Short task => Exactly the lines from the one containing "the pacers jersey" through the final line of the listing are to be retyped, and nothing more.

Point placement records:

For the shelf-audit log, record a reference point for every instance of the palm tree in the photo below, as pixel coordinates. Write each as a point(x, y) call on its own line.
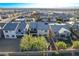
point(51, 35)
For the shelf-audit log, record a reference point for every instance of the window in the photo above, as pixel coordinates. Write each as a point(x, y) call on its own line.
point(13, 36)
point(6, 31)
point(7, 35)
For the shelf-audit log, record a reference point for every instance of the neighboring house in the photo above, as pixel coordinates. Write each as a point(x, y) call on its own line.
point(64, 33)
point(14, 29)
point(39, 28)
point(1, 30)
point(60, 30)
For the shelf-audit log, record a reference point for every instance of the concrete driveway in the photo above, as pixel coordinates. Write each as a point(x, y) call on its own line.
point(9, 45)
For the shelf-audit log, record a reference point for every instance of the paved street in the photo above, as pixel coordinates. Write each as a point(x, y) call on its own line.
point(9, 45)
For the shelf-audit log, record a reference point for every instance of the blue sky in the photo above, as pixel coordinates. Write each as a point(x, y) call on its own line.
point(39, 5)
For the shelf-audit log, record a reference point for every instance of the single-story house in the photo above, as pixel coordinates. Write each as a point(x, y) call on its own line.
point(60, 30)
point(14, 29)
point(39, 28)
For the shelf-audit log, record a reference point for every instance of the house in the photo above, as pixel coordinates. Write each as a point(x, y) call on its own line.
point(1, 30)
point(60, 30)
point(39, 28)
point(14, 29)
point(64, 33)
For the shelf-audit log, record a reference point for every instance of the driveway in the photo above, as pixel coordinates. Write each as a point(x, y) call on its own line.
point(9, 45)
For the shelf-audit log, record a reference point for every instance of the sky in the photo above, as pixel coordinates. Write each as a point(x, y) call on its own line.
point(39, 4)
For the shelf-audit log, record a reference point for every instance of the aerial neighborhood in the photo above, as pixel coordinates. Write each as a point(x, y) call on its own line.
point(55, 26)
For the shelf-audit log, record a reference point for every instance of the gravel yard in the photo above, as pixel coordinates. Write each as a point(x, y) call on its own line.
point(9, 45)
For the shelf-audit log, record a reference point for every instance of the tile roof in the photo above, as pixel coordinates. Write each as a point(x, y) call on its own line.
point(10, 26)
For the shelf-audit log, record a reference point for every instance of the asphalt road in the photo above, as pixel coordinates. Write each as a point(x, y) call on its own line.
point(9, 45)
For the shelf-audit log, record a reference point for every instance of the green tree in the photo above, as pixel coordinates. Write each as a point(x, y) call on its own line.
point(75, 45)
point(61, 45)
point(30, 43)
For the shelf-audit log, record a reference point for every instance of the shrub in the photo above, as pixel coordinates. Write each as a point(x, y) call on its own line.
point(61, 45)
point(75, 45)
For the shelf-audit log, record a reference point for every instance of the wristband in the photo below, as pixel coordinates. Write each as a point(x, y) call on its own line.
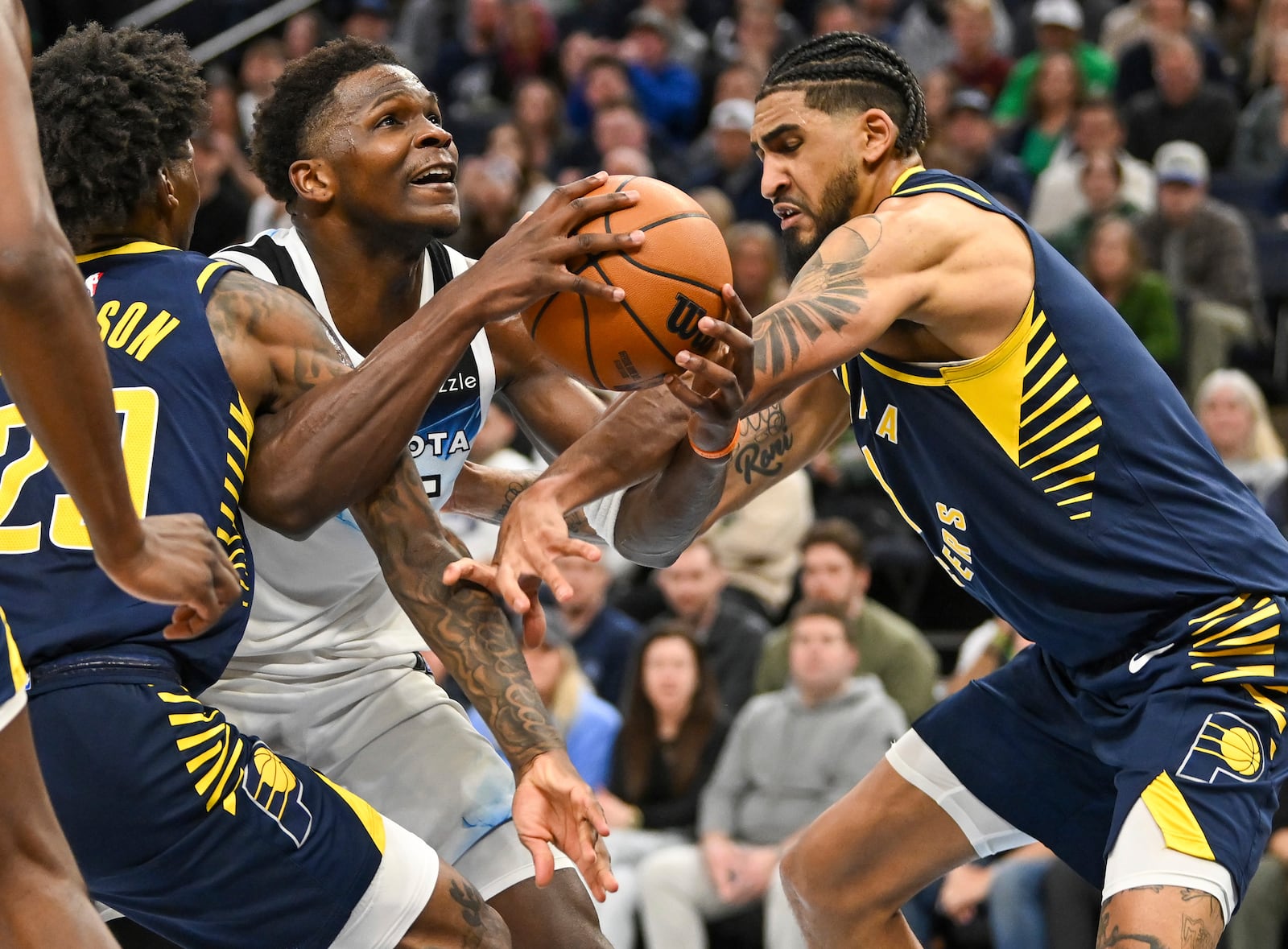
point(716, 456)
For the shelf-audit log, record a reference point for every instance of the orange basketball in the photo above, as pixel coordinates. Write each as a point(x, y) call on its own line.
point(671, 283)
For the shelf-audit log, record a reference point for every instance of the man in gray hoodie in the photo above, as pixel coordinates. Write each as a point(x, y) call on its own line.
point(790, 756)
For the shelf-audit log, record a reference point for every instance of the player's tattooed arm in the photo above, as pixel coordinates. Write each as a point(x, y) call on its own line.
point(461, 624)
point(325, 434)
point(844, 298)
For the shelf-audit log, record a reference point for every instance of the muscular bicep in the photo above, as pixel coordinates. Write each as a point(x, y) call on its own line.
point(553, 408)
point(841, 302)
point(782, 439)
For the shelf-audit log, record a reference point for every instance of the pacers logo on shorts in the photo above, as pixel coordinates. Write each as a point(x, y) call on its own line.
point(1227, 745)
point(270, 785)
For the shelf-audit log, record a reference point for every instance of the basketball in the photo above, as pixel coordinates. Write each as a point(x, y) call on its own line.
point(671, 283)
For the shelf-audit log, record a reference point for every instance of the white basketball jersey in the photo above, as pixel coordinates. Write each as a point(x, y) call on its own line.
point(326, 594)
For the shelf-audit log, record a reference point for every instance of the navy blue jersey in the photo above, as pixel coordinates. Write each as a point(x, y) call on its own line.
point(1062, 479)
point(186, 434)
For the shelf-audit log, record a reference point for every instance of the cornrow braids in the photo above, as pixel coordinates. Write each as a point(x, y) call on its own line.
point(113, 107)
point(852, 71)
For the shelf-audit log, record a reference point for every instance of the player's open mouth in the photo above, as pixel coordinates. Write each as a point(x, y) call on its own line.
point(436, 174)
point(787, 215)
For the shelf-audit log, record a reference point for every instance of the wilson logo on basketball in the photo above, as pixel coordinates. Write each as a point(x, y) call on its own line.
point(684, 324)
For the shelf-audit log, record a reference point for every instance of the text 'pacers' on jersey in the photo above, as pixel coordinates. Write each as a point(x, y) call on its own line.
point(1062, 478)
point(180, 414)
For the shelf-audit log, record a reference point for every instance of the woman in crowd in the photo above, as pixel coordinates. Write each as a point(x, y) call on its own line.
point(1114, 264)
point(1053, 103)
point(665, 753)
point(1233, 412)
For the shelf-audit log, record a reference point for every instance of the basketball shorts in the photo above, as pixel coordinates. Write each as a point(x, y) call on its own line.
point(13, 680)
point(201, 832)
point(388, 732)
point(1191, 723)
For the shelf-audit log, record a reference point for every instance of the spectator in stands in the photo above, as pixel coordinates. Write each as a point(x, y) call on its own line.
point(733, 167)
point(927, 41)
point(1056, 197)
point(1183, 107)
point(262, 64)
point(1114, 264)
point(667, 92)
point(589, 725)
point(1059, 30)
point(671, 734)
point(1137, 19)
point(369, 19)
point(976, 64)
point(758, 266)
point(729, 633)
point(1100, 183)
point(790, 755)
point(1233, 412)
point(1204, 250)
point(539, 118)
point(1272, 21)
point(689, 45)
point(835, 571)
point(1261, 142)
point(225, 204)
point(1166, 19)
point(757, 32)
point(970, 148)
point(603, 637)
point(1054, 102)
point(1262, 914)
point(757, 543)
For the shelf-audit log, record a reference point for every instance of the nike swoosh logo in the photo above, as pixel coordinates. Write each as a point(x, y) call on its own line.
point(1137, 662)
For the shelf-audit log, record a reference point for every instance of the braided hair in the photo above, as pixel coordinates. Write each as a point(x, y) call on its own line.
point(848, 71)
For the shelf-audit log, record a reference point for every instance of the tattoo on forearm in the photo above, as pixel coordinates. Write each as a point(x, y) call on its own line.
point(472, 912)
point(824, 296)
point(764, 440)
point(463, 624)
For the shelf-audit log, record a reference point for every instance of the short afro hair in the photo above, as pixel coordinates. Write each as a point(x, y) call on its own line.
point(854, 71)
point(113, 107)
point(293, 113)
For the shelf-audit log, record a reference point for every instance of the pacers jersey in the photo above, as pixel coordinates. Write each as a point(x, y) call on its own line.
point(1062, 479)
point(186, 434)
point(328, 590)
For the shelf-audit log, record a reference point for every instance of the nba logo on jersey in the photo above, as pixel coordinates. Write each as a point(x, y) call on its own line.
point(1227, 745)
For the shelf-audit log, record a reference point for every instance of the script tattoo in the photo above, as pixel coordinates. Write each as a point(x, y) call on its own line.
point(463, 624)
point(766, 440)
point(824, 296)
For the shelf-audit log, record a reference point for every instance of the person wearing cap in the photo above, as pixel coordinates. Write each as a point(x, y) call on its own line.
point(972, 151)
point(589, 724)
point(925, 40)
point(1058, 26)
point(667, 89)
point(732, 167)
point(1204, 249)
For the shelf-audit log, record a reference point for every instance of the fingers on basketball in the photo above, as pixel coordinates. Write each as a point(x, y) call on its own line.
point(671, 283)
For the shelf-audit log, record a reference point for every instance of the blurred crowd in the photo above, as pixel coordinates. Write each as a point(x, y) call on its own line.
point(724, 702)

Written answer =>
For the shelf-audit log, record a reference point for every instance of the pacers jersey in the photo above, as pixel coordinates. Write each as a point(x, y) call on its own line.
point(1062, 479)
point(186, 434)
point(328, 590)
For the shelf-audit log, record a reference point for every instance of the nba logo on jersey in the photo above, as pixel coordinates. Write each as a point(x, y) call on its own line.
point(1227, 745)
For the shelf-audit log, record a reference point for every instance of the script tattoo in the photo above, as pixel coordinates. Write each as a point(x, y) call on its own line.
point(463, 624)
point(766, 440)
point(824, 296)
For the shelf-audit log, record a reference point for every instance of the person wearing cap in the photo above, as pixel coordinates. Write each as a point(x, y) call on its own line.
point(972, 151)
point(589, 724)
point(925, 40)
point(1058, 26)
point(667, 89)
point(732, 167)
point(1204, 249)
For the shelf-audit log, record a reference point for every instance of the fingers on basketball in the photo above, as pixel coordinates. Write each as a point(x, y) call on its own line.
point(671, 283)
For the shelf-audit log, record a reference point for every instance of the blurred crowd in the photo above, as pixel coordinates. Write each as a point(x, y) call on its own line.
point(724, 702)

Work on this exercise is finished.